= Worldwide Soccer: Euro Edition =

Sega Worldwide Soccer is a series of soccer games by Sega initially for the Sega Saturn but later moved to the Dreamcast.

==History==
Sega Worldwide Soccer, produced by Sega themselves was one of the killer apps in the peak of popularity for the console. It was preceded by Victory Goal, an already ageing football game (one of the debut titles of the console). The game featured international teams and league, play-off and tournament modes. Although it used fictional player names (due to the lack of a license), the non-volatile memory of the Saturn allowed editing of names. The team kits were as close to the official 1996 kits as possible. The gameplay was also highly praised, and was the top-rated football game until ISS 64 was released one year later. Worldwide Soccer was later ported to the PC.

One year later Sega Worldwide Soccer 98 was released, again for the Saturn. This version featured (still unlicensed) clubs from England, Spain and France, two new stadiums and the same free-flowing gameplay. However, it could do little for the ailing console, which had one of its worst moments when its version of FIFA: Road to World Cup 98 was completely levelled by critics.

**DATA FOR THE TASK:**
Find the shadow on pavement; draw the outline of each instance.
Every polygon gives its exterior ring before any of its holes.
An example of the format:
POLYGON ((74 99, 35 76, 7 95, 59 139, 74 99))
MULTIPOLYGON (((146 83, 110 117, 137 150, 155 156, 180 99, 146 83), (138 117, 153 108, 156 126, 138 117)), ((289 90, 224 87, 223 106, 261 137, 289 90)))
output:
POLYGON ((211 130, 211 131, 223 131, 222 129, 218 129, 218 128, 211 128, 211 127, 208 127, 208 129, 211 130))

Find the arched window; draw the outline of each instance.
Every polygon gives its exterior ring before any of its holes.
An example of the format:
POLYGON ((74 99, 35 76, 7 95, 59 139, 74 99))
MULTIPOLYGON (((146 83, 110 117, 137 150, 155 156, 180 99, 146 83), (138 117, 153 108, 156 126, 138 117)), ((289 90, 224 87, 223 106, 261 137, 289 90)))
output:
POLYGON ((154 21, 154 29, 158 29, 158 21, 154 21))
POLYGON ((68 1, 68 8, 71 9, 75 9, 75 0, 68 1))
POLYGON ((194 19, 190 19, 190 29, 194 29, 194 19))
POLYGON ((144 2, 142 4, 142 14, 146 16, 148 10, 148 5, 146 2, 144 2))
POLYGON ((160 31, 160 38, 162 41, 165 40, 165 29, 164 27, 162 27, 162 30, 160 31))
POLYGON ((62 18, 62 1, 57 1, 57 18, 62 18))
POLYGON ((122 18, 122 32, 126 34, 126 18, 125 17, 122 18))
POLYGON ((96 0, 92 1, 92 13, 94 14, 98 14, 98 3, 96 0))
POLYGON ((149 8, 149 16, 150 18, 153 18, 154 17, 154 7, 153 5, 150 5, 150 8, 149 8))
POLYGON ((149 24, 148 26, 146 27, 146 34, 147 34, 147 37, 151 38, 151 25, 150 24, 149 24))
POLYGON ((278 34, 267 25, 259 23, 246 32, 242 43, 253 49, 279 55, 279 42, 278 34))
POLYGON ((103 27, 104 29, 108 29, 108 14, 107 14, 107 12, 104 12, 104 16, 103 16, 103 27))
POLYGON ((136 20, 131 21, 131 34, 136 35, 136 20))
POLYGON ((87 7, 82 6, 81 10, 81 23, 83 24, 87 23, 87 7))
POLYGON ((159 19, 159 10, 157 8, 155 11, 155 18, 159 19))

**TO-DO LIST:**
1. Rewrite all the rows, changing "outline" to "contour" wherever it occurs and leaving everything else unchanged.
2. Extend the history of the Sega Worldwide Soccer series beyond its last sentence.

**RESULTS FOR EACH TASK:**
1.
Find the shadow on pavement; draw the contour of each instance.
Every polygon gives its exterior ring before any of its holes.
An example of the format:
POLYGON ((74 99, 35 76, 7 95, 59 139, 74 99))
MULTIPOLYGON (((146 83, 110 117, 137 150, 155 156, 180 99, 146 83), (138 117, 153 108, 156 126, 138 117)), ((289 90, 224 87, 223 106, 261 137, 289 90)))
output:
POLYGON ((211 130, 211 131, 223 131, 222 129, 218 129, 218 128, 211 128, 211 127, 208 127, 208 129, 211 130))

Find the arched window; draw the contour of each instance.
Every polygon gives its exterior ring before any of its holes.
An example of the format:
POLYGON ((74 99, 35 76, 7 95, 59 139, 74 99))
MULTIPOLYGON (((146 83, 110 117, 137 150, 155 156, 180 99, 146 83), (138 117, 153 108, 156 126, 138 117)), ((289 90, 224 87, 223 106, 261 137, 289 90)))
output:
POLYGON ((154 21, 154 29, 158 29, 158 21, 154 21))
POLYGON ((68 1, 68 8, 71 9, 75 9, 75 0, 68 1))
POLYGON ((194 19, 190 19, 190 29, 194 29, 194 19))
POLYGON ((144 2, 142 4, 142 14, 146 16, 148 10, 148 5, 146 2, 144 2))
POLYGON ((160 31, 160 38, 162 41, 165 40, 165 29, 164 27, 162 27, 162 30, 160 31))
POLYGON ((62 18, 62 1, 57 1, 57 18, 62 18))
POLYGON ((122 18, 122 32, 126 34, 126 18, 125 17, 122 18))
POLYGON ((96 0, 92 1, 92 13, 94 14, 98 14, 98 3, 96 0))
POLYGON ((149 8, 149 16, 150 18, 153 18, 154 17, 154 7, 153 5, 150 5, 150 8, 149 8))
POLYGON ((149 24, 148 26, 146 27, 146 34, 147 34, 147 37, 151 38, 151 25, 150 24, 149 24))
POLYGON ((278 34, 267 25, 259 23, 246 32, 242 43, 253 49, 279 55, 279 42, 278 34))
POLYGON ((103 27, 104 29, 108 29, 108 14, 107 14, 107 12, 104 12, 104 16, 103 16, 103 27))
POLYGON ((136 20, 131 21, 131 34, 136 35, 136 20))
POLYGON ((87 7, 82 6, 81 10, 81 23, 83 24, 87 23, 87 7))
POLYGON ((159 19, 159 10, 157 8, 155 11, 155 18, 159 19))

2.
One final title, Sega Worldwide Soccer 2000, appeared on the Dreamcast. However, instead of being developed in-house, Silicon Dreams (who previously worked with Eidos on the UEFA Champions League series and also World League Soccer) was given the rights to produce a game bearing the Worldwide Soccer name. While the first title left most fans pleased visually, but disappointed with the gameplay, a Euro Edition (capitalizing on the popularity of Euro 2000) was released in Europe and returned some credibility to the franchise. It still lost out to the arcade attraction of Virtua Striker 2. It was only released for European Sega Dreamcasts, and features, similar to Sega Worldwide Soccer '98: Club Edition, local teams as well as national ones. There are also upgrades in terms of graphics and more gameplay options. Regarding player licenses, this game takes the same position as World League Soccer 98; that is, player names will resemble those of their real life counterparts, but will not be exactly the same (although curiously, game commentators will pronounce them correctly).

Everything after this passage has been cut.